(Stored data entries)
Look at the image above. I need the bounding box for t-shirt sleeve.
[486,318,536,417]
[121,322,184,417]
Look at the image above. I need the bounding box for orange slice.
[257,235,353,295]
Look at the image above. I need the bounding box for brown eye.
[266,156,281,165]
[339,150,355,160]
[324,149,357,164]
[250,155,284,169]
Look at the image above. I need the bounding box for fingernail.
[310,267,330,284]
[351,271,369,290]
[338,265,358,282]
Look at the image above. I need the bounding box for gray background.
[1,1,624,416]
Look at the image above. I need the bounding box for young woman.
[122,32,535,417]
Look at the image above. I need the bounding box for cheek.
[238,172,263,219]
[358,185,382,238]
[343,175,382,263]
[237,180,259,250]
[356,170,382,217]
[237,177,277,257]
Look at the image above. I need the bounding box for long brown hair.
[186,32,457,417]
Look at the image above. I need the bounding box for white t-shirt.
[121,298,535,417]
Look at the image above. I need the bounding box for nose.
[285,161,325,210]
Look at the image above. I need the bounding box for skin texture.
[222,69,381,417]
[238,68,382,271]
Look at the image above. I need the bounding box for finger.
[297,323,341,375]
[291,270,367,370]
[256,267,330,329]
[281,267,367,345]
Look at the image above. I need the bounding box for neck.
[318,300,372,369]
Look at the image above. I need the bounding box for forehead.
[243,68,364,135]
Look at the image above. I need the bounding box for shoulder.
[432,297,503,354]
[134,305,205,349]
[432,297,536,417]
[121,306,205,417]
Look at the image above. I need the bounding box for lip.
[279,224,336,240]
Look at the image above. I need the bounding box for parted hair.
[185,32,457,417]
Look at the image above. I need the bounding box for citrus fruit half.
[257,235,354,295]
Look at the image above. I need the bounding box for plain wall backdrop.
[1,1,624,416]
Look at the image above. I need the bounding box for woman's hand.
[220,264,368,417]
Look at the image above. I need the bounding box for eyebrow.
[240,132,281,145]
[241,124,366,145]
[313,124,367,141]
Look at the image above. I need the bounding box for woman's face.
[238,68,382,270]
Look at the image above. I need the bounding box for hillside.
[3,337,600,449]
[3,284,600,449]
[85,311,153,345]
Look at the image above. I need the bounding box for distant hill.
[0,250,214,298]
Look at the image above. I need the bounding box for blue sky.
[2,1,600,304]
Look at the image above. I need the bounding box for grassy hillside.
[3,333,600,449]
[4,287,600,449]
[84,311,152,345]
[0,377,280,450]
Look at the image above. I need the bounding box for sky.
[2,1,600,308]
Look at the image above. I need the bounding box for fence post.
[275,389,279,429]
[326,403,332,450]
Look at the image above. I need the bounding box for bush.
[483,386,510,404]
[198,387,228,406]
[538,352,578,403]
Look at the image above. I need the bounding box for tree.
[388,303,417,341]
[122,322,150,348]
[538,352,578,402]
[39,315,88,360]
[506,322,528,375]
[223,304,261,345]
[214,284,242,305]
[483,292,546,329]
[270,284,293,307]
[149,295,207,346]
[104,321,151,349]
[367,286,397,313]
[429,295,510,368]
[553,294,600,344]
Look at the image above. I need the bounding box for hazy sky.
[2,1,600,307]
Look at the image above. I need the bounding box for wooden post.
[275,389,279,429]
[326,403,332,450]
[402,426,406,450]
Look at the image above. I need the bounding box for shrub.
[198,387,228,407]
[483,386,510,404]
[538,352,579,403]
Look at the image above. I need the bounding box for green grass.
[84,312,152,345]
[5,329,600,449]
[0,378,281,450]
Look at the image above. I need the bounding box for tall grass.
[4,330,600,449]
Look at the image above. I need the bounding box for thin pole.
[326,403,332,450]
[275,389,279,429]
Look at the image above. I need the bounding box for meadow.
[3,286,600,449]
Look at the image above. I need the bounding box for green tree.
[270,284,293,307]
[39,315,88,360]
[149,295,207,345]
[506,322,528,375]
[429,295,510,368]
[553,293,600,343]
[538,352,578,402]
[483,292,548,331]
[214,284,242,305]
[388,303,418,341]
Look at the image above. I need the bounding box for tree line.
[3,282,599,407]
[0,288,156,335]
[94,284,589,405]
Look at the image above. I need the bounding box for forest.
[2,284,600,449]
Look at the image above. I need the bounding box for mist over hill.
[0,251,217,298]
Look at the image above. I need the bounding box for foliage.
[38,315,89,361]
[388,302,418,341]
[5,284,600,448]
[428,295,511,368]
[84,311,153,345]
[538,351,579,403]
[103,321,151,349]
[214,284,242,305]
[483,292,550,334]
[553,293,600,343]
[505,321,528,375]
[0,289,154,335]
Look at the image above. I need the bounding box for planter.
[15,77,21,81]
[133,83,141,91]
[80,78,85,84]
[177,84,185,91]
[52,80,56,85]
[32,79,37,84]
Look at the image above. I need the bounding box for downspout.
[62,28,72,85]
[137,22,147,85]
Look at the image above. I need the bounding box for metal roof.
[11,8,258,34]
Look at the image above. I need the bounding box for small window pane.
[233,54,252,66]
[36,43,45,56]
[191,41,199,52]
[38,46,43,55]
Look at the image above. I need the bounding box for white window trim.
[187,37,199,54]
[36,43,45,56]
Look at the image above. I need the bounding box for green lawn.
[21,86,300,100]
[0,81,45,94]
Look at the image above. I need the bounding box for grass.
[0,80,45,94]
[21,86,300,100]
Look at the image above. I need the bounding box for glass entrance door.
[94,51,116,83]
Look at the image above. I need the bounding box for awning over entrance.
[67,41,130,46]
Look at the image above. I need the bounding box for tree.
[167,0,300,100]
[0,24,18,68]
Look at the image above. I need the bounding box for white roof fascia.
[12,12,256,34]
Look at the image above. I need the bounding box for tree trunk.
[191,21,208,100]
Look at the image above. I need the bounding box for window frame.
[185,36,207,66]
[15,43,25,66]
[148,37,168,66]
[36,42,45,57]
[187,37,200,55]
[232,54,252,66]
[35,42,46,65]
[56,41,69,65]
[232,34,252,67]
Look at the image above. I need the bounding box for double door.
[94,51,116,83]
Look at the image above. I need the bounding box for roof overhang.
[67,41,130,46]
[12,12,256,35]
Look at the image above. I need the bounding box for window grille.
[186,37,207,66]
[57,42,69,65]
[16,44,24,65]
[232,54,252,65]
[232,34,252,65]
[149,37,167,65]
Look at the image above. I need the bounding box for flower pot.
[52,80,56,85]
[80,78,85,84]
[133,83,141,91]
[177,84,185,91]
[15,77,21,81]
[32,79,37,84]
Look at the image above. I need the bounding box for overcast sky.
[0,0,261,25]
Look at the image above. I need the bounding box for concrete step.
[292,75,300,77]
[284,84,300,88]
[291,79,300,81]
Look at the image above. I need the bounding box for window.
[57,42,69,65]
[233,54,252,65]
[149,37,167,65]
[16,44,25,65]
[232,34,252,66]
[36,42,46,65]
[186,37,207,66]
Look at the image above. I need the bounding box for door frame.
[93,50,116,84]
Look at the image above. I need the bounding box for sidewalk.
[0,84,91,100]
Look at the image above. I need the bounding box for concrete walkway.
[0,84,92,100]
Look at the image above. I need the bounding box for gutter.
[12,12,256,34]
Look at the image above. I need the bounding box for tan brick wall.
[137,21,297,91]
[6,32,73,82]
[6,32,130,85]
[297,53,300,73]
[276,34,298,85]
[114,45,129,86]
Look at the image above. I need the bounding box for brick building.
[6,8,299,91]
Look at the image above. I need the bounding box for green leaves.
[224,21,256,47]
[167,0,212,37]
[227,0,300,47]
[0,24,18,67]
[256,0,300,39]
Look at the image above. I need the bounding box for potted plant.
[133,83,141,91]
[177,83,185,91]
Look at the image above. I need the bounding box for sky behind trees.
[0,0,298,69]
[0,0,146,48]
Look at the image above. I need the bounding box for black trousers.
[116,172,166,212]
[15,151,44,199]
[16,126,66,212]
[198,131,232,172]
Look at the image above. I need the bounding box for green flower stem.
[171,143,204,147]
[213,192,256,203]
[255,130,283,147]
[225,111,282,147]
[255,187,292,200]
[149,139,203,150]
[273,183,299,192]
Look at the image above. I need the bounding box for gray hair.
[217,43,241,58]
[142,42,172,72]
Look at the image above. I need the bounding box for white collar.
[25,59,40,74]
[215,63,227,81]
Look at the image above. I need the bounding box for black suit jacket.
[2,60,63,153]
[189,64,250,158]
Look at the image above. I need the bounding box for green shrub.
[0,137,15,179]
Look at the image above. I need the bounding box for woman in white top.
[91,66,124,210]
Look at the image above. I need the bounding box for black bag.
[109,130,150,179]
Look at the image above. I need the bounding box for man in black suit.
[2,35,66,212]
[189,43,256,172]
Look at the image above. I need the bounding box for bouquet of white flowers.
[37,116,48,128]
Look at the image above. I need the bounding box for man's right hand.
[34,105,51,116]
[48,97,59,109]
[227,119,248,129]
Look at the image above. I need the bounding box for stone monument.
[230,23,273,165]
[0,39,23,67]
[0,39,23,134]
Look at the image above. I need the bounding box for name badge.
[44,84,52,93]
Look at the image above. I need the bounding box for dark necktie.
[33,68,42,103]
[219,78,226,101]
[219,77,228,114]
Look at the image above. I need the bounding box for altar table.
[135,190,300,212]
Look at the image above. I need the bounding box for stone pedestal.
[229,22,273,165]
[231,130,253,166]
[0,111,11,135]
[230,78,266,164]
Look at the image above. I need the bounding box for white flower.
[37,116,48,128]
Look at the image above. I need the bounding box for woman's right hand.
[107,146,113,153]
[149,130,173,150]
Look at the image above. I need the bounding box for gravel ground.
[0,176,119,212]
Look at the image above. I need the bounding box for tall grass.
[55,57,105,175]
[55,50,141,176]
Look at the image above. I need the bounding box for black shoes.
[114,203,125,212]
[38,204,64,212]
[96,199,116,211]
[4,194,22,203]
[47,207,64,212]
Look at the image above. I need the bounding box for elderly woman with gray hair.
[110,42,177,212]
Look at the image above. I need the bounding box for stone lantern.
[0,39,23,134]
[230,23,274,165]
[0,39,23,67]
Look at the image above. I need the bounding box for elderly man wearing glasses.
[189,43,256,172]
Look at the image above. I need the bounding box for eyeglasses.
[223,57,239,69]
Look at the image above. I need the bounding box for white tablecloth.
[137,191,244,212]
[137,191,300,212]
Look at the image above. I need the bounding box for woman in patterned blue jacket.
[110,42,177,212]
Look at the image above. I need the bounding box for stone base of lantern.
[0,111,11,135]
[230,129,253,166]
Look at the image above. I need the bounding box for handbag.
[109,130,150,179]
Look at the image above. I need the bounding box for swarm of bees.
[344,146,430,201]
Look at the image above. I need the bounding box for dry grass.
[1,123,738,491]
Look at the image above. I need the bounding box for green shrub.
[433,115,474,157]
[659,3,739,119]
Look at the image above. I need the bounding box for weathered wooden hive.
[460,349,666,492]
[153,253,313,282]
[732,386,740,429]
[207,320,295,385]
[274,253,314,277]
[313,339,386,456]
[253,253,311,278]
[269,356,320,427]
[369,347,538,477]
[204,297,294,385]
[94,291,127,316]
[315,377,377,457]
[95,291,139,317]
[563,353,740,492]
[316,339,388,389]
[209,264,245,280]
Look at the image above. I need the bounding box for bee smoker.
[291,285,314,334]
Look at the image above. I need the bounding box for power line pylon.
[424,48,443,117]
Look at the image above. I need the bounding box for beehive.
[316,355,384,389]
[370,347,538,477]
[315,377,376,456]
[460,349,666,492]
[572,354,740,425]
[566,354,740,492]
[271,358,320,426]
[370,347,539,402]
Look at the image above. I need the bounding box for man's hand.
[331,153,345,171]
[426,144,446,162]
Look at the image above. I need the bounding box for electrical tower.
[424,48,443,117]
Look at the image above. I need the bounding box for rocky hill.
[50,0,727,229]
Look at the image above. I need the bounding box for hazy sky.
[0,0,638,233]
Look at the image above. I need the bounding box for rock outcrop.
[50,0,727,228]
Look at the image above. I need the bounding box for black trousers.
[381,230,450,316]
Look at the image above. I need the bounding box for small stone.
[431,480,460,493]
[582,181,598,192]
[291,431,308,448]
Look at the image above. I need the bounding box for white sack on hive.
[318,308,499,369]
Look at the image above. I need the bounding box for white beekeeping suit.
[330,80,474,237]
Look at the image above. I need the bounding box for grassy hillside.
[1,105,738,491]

■ **HOW TO COMPLETE THIS TASK**
Set down only the line containing "for electrical tower." and the lines after it through the end, exactly as they appear above.

■ **FINISHED TASK**
Look at the image above. I need the bounding box for electrical tower.
[424,48,443,117]
Look at the image above. I need the bounding box for rocky hill.
[50,0,727,229]
Look at the image above. I need the bounding box for hazy sky.
[0,0,638,233]
Look at the image above. I need the bounding box for rock outcrop.
[50,0,727,228]
Look at the image above. I need the bounding box for black trousers.
[381,230,450,316]
Look at the image above. I need the bounding box for small stone.
[431,480,460,493]
[582,181,598,192]
[291,431,308,448]
Look at the image above. I need the bounding box for white sack on hive.
[318,308,499,369]
Look at the image above. I need the bounding box for white beekeeping suit.
[330,80,474,237]
Look at the image above. I need the bounding box for grassy hillside.
[1,105,738,491]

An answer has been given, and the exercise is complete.